> _Directive 1_
In the editorial below, what is the time complexity of the brute-force code?

> _Given passage_
=-=-=-=-=

ZCO17001-Editorial

PROBLEM LINK:

Practice

Editorialist: Adithya Dsilva

DIFFICULTY:

Easy

PREREQUISITES:

Frequency array

PROBLEM:

You are given an array S consisting of N positive integers (1 based indexing). You are also given an integer T.
Find the number of quadruples (i,j,k,l) such that S[i]+S[j]+S[k]+S[l]=T, where 1\le i<j<k<l\le N

QUICK EXPLANATION:

We try to find the number of quadruples (i,j,k_x,l) where k_x is a fixed term. We store the frequency of all pair sums S[i]+S[j] (i<j<k_x) in a frequency array Cnt[].

Next we iterate over all valid values of l. For each valid l_y, the number of pairs \{i,j\} such that quadruple (i,j,k_x,l_y) forms a quadruple (which sums to T) is equivalent to the frequency of value T-(S[k_x]+S[l_y]) in Cnt[].

This is done over all values of k_x to get the desired answer!

This solution is O(N^2+N) for every value of k_x (O(N^2) for computing frequencies and O(N) for iterating over all valid values of l). This can be improved by observing the below criteria.

The only new pair sums in the frequency array of k_{x+1}, as compared to frequency array of k_x, are pair sums over all valid pairs \{i,k_x\} where i<k_x.

Thus, we iterate through all values of k_x in a sequential fashion, and after finding all quadruples with fixed term k_x, we add pair sums of all valid pairs \{i,k_x\}\space(i<k_x) to the frequency array.

EXPLANATION:

We start with a simple brute force to calculate the number of quadruples.

//ll is long long int, its used to prevent overflows
ll cnt = 0;

for(ll i = 1; i <= N; i++)
    for(ll j = i + 1; j <= N; j++)
        for(ll k = j + 1; k <= N; k++)
	    for(ll l = k + 1; l <= N; l++)
	        if(S[i] + S[j] + S[k] + S[l] == T) cnt++; 
		//If valid quadruple

This brute force iterates through all possible quadruples (i,j,k,l) and checks if S[i]+S[j]+S[k]+S[l] equals T. If it does, it increases cnt by 1, which will hold the final answer.

The complexity of this code is O(N^4), as there are 4 nested loops, each doing an iteration through the array.

This will only \color{green}{AC} in the first subtask, while \color{red}{TLE} in the other subtasks due to larger constraints.
This motivates us to find a faster algorithm!

Another ‘solution’ would be to store pair sums S[i]+S[j] over all valid pairs \{i,j\} (1\le i<j\le N) in another array, say B. The answer would then be the number of pairs in B which sum up to T.

Notice that i \ne j \ne k \ne l, implying that a particular element can be taken only once in a quadruple. This case is however not handled by this logic, and results in \color{red}{WA}.

=-=-=-=-=

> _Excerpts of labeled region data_
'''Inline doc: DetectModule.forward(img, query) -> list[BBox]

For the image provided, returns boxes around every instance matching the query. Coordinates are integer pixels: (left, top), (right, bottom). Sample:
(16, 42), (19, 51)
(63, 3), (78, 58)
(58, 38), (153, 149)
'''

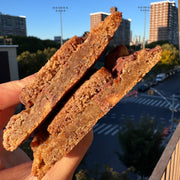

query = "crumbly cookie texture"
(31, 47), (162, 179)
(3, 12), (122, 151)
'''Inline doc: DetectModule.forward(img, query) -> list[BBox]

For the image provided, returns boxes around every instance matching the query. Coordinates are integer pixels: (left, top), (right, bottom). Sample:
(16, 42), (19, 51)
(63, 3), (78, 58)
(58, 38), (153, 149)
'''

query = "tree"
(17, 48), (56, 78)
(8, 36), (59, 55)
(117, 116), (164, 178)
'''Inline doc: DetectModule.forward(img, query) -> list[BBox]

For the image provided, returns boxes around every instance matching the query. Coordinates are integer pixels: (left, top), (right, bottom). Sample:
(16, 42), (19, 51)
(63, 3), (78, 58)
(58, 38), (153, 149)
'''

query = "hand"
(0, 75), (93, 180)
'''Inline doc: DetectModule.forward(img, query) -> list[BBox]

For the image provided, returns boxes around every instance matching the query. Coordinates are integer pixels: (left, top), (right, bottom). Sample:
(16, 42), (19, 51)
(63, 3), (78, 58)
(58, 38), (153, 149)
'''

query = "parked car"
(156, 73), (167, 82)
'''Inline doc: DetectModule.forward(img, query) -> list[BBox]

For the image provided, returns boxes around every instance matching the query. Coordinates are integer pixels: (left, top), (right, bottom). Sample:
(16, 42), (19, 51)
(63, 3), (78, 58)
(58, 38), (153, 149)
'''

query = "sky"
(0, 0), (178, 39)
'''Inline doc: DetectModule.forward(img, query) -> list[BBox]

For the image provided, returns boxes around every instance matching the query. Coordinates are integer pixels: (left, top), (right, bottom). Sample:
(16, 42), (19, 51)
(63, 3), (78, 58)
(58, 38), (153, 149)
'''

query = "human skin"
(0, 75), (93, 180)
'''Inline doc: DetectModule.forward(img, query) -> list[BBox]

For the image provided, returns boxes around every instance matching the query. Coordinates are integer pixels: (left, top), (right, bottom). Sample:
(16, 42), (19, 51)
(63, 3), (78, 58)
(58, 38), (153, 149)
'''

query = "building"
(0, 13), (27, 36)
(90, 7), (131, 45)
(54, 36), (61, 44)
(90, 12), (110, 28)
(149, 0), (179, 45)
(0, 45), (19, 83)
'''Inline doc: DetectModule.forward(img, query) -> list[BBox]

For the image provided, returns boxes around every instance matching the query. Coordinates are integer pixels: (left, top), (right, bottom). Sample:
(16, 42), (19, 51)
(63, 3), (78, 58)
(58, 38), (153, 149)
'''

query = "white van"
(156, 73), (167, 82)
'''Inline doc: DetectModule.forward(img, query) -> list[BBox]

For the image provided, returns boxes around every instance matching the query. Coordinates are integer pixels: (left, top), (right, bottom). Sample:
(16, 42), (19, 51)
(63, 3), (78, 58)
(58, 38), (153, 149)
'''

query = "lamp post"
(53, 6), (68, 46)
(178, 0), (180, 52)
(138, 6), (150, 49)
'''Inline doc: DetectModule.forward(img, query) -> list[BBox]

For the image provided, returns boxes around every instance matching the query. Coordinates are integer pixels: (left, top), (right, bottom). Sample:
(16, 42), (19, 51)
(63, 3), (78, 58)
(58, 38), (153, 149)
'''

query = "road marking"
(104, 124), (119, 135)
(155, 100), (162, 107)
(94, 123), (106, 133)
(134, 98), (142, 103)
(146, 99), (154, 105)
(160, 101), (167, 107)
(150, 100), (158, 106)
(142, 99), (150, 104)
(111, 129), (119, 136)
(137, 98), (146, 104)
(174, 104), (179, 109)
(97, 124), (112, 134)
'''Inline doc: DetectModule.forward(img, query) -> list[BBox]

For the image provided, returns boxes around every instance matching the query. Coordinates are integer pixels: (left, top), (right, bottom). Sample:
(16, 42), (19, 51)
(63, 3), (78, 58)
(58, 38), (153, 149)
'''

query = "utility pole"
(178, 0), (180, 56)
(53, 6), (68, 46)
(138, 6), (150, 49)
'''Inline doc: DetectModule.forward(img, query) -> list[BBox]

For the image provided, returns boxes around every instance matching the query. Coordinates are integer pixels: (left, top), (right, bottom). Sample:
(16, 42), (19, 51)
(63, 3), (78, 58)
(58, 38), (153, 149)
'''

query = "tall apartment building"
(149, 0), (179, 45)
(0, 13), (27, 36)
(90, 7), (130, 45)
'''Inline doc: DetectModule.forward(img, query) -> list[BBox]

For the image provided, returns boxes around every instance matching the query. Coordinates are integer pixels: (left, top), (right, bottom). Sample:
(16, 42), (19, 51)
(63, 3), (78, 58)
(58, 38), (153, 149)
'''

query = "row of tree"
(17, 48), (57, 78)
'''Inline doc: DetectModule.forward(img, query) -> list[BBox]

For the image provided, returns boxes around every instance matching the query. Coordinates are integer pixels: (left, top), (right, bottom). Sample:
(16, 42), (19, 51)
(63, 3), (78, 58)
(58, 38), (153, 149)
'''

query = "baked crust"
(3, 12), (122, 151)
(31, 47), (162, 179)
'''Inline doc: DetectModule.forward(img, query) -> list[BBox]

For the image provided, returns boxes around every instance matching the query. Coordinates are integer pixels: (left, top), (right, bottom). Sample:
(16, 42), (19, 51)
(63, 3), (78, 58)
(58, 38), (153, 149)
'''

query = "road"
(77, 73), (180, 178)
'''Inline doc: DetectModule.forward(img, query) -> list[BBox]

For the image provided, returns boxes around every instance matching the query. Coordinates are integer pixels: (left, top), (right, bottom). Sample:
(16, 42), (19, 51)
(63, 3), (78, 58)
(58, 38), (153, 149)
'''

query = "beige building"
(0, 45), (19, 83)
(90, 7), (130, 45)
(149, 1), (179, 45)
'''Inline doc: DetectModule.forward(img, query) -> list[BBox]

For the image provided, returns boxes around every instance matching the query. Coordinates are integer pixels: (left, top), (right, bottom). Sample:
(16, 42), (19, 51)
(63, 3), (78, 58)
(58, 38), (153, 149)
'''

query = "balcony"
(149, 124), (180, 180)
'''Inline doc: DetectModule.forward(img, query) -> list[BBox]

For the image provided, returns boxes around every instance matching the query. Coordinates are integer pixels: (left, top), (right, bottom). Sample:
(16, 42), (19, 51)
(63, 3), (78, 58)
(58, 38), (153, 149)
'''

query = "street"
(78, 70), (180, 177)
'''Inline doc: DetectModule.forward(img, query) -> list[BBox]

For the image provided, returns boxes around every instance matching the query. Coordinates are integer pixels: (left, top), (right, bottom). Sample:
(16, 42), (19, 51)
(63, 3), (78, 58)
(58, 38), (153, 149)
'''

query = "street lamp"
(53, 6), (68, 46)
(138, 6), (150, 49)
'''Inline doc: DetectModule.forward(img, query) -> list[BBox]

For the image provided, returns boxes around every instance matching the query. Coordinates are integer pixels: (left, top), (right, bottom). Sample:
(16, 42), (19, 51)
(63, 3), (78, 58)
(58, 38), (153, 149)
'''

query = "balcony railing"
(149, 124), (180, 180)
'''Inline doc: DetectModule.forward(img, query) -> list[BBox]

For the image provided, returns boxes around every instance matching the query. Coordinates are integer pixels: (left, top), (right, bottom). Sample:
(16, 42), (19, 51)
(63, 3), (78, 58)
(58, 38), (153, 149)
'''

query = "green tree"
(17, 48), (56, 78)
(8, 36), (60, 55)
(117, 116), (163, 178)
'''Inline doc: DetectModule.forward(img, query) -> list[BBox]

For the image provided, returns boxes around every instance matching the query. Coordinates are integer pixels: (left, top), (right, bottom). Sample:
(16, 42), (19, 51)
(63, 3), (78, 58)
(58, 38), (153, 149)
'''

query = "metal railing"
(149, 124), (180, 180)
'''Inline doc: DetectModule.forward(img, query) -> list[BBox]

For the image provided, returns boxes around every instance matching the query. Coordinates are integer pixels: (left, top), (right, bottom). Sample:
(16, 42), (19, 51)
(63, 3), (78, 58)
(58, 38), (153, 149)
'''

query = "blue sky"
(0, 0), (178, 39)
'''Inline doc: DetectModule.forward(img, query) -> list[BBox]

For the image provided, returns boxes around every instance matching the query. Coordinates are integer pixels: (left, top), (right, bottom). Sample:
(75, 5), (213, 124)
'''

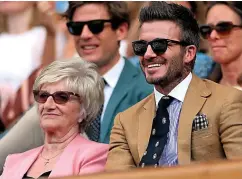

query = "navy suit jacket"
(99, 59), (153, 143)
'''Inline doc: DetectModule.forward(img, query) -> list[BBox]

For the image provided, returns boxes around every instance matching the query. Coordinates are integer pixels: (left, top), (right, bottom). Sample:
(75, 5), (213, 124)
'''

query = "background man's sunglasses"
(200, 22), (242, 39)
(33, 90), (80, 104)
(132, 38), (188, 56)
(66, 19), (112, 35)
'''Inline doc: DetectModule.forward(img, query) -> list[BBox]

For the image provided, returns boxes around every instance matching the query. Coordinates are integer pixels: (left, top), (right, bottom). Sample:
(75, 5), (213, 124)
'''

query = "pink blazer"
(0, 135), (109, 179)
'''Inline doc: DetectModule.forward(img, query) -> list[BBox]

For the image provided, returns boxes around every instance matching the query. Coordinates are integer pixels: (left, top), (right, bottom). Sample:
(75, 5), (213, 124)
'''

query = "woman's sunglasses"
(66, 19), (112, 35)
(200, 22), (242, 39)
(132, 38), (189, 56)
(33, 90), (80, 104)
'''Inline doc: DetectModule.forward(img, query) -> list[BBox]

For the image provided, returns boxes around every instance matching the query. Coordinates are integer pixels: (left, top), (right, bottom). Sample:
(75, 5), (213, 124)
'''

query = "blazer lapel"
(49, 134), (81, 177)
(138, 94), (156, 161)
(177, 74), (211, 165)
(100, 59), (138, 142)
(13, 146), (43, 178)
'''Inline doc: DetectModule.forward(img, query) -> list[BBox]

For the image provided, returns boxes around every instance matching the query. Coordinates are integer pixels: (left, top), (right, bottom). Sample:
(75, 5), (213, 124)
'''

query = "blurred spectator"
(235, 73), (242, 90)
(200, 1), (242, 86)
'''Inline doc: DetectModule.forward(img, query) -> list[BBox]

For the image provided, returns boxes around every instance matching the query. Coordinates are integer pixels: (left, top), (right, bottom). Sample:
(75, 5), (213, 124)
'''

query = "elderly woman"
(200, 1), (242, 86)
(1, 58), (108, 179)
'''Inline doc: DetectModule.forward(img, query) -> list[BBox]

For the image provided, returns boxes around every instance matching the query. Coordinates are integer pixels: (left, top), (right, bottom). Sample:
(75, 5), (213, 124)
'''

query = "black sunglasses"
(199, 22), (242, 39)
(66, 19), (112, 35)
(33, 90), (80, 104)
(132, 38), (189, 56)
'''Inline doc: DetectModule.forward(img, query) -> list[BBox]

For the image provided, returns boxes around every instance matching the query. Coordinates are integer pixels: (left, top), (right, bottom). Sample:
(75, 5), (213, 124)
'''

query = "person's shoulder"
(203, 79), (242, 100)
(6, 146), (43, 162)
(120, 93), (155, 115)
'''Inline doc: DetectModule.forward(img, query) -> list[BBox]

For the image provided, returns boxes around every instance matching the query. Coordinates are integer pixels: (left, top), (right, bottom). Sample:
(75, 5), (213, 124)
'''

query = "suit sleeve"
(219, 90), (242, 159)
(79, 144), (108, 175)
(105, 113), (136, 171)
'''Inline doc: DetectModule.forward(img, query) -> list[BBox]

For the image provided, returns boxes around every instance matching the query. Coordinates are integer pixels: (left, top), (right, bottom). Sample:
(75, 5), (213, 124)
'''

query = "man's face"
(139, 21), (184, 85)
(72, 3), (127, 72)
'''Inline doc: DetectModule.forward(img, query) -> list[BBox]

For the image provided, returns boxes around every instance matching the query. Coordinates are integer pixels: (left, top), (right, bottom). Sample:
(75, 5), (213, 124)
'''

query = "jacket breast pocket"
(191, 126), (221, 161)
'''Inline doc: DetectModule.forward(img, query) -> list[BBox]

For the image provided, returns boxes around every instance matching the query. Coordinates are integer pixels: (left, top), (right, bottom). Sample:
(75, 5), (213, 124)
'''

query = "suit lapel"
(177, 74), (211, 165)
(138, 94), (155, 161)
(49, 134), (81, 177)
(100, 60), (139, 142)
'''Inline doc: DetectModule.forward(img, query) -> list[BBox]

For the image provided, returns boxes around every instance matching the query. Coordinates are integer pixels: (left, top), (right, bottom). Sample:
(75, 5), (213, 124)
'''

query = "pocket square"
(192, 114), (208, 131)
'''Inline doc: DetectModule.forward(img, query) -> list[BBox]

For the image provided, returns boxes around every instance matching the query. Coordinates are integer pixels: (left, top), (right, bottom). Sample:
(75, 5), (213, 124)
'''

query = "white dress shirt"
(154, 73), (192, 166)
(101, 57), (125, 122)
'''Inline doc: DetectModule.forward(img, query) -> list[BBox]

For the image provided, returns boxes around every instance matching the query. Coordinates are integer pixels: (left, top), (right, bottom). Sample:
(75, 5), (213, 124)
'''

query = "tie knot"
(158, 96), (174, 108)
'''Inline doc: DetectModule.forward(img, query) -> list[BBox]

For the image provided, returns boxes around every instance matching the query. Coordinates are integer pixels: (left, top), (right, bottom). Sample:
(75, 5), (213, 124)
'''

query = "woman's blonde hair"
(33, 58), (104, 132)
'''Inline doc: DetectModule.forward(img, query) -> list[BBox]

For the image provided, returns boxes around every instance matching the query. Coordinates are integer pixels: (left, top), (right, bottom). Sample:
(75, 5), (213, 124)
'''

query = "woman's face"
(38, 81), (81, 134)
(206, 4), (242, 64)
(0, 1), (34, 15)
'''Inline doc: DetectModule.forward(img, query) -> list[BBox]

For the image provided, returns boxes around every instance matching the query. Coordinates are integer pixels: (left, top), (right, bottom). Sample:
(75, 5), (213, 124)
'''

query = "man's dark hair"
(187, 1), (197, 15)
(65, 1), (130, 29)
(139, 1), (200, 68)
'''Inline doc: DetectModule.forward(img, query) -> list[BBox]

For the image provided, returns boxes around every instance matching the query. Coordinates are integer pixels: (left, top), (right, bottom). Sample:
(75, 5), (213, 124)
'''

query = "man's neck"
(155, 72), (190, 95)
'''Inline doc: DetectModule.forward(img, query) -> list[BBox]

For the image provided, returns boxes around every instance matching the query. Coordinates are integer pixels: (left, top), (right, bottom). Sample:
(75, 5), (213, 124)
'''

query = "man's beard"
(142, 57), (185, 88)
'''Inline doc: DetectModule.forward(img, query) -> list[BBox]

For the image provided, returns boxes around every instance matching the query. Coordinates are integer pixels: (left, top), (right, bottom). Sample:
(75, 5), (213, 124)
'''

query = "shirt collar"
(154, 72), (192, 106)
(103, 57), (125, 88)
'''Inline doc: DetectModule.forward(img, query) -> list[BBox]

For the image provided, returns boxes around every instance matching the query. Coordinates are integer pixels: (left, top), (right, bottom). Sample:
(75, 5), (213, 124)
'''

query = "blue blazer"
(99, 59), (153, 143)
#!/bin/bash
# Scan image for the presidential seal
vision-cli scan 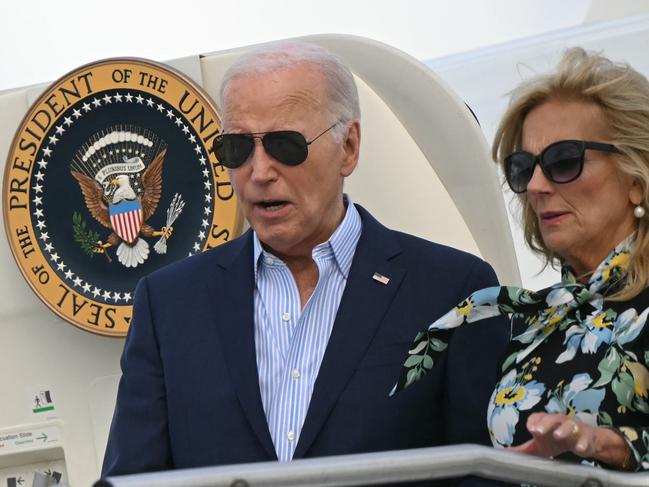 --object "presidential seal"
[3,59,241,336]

=-=-=-=-=

> _Directive 2_
State how many lines of the entries above contain the string "railing".

> _Response 1_
O(N^4)

> _Response 2_
2